---------- Listing ----------

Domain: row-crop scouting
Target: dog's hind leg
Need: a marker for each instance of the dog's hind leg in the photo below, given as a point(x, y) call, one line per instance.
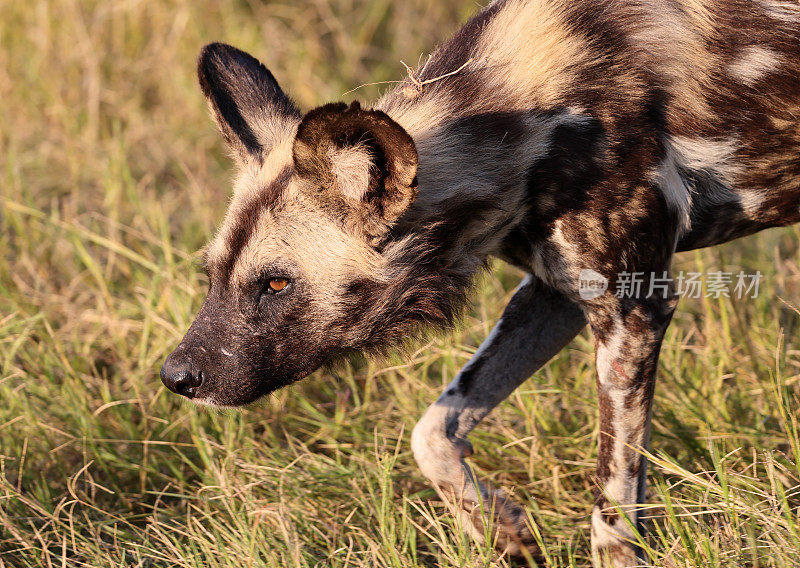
point(537, 323)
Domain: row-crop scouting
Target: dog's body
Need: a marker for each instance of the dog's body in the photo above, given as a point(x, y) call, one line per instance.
point(561, 136)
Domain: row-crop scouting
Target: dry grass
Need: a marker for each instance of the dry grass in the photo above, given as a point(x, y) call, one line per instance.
point(113, 177)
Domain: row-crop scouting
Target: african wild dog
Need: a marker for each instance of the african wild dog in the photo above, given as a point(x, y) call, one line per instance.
point(559, 135)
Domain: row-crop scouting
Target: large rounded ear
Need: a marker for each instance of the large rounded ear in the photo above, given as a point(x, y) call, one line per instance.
point(358, 162)
point(245, 100)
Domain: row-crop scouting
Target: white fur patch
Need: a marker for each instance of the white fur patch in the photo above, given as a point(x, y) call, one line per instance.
point(673, 186)
point(754, 63)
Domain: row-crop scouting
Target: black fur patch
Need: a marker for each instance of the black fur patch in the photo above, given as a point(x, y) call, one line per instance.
point(240, 88)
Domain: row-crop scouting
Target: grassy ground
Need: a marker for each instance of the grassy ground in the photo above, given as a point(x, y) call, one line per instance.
point(112, 177)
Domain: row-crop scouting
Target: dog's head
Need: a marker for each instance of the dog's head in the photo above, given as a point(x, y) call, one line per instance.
point(297, 270)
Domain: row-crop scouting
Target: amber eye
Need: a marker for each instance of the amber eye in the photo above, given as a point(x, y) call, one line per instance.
point(277, 284)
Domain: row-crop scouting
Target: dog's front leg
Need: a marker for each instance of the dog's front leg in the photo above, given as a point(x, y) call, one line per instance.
point(628, 335)
point(537, 323)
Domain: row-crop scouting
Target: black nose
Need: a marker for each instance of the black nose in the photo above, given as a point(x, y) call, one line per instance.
point(180, 378)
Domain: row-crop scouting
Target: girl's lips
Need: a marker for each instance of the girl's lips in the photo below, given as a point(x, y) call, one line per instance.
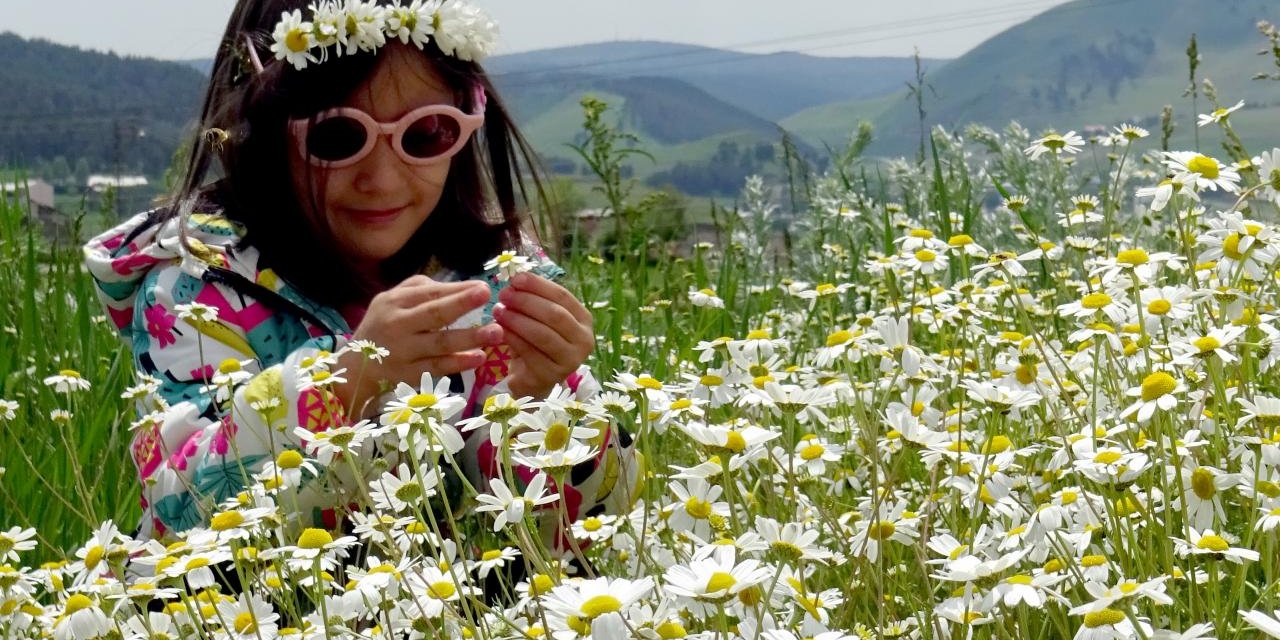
point(374, 215)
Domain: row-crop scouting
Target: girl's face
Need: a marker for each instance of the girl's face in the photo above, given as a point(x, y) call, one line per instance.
point(374, 206)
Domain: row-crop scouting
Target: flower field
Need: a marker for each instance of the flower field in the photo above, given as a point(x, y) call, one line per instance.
point(1024, 389)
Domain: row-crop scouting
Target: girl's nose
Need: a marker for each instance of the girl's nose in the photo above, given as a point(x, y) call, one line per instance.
point(380, 169)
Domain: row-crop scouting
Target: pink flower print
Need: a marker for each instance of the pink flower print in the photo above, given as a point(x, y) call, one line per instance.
point(160, 325)
point(223, 437)
point(184, 453)
point(202, 375)
point(132, 263)
point(146, 452)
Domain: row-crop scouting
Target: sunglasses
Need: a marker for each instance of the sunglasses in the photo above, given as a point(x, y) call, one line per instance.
point(344, 136)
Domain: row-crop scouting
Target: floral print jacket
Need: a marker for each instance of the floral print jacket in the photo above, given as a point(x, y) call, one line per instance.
point(199, 451)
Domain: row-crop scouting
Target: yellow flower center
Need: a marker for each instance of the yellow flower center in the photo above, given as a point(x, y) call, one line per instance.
point(288, 458)
point(812, 452)
point(720, 581)
point(735, 442)
point(671, 631)
point(1207, 343)
point(314, 539)
point(996, 444)
point(296, 40)
point(1107, 457)
point(423, 401)
point(1203, 165)
point(557, 437)
point(1232, 247)
point(1156, 385)
point(78, 602)
point(1212, 543)
point(1202, 484)
point(1133, 257)
point(442, 590)
point(648, 383)
point(245, 624)
point(698, 508)
point(1101, 618)
point(540, 584)
point(881, 530)
point(94, 556)
point(227, 521)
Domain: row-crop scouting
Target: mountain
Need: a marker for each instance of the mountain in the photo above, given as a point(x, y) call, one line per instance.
point(1083, 64)
point(60, 101)
point(771, 86)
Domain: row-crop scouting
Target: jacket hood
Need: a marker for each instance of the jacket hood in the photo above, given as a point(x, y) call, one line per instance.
point(120, 257)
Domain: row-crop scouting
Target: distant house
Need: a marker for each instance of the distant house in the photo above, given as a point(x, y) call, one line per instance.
point(100, 183)
point(40, 192)
point(36, 191)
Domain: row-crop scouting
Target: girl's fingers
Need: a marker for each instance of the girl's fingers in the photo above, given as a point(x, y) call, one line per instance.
point(442, 311)
point(451, 364)
point(536, 360)
point(452, 341)
point(417, 289)
point(536, 336)
point(544, 288)
point(548, 312)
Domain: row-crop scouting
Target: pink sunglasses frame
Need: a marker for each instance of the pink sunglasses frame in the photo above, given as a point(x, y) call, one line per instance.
point(375, 129)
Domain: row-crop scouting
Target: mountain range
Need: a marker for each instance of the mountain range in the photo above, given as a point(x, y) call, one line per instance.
point(709, 117)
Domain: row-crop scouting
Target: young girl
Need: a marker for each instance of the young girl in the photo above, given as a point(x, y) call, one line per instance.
point(352, 174)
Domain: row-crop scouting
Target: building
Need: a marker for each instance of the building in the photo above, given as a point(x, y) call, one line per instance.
point(39, 192)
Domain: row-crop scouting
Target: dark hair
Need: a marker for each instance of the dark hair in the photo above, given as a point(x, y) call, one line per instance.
point(243, 126)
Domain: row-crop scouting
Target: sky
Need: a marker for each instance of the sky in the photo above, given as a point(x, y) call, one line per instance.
point(941, 28)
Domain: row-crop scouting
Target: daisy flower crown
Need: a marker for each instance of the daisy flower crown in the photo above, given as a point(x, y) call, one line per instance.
point(347, 27)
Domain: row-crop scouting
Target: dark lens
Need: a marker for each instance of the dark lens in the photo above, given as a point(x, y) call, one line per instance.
point(336, 138)
point(430, 136)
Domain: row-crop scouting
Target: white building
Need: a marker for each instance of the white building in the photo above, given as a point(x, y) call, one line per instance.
point(101, 183)
point(40, 192)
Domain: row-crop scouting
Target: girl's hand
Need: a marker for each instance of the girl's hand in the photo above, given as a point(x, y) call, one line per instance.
point(408, 320)
point(549, 333)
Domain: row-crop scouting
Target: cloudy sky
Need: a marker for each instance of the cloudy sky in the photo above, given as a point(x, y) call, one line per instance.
point(940, 28)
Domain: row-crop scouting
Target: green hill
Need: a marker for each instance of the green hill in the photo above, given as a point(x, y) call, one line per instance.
point(771, 86)
point(62, 101)
point(1083, 64)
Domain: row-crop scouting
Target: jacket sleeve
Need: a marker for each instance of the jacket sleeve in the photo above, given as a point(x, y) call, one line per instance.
point(202, 448)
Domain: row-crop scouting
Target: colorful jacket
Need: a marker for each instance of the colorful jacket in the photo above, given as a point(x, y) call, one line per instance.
point(197, 455)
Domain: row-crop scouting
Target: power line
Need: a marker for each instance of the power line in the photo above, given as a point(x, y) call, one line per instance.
point(1019, 8)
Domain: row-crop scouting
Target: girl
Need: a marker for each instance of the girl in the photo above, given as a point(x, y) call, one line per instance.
point(353, 173)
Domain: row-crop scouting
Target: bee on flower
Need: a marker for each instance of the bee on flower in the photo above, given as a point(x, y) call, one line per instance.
point(1055, 144)
point(1205, 172)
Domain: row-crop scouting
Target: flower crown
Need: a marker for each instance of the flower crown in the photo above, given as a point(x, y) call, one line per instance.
point(351, 26)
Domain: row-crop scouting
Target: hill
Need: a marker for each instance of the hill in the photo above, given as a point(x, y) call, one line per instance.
point(1088, 63)
point(67, 103)
point(771, 86)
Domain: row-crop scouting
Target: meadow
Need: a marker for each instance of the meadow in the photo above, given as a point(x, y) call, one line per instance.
point(1025, 388)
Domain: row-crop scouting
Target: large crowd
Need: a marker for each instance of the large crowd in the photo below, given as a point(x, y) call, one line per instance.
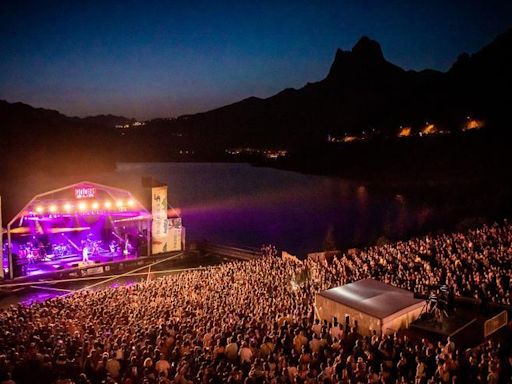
point(253, 322)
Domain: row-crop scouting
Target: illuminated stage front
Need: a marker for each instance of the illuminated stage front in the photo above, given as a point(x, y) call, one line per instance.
point(77, 225)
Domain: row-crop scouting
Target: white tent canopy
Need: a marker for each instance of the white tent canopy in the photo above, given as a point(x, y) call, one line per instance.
point(374, 304)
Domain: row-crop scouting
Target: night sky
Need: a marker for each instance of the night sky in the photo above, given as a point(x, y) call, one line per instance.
point(159, 59)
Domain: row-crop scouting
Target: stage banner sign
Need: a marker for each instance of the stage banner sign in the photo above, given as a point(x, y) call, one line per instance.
point(159, 227)
point(174, 235)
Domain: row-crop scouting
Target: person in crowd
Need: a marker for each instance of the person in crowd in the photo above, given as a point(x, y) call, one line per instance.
point(254, 322)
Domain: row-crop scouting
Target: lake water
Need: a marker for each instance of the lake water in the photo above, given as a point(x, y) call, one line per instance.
point(238, 204)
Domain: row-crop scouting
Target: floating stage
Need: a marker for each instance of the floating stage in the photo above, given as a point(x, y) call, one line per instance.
point(87, 229)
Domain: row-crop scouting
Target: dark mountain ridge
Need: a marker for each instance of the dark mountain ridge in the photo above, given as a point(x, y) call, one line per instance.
point(362, 94)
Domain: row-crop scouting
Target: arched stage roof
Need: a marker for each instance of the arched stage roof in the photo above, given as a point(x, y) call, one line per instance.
point(83, 198)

----------

Instruction: Pick out every line in the rows above that contains the word "head", and copy each one out in full.

Expected answer:
Target: dog's head
Need: a marker for each instance of the dog's head in the photo above, given as a point(x, y) call, one line per instance.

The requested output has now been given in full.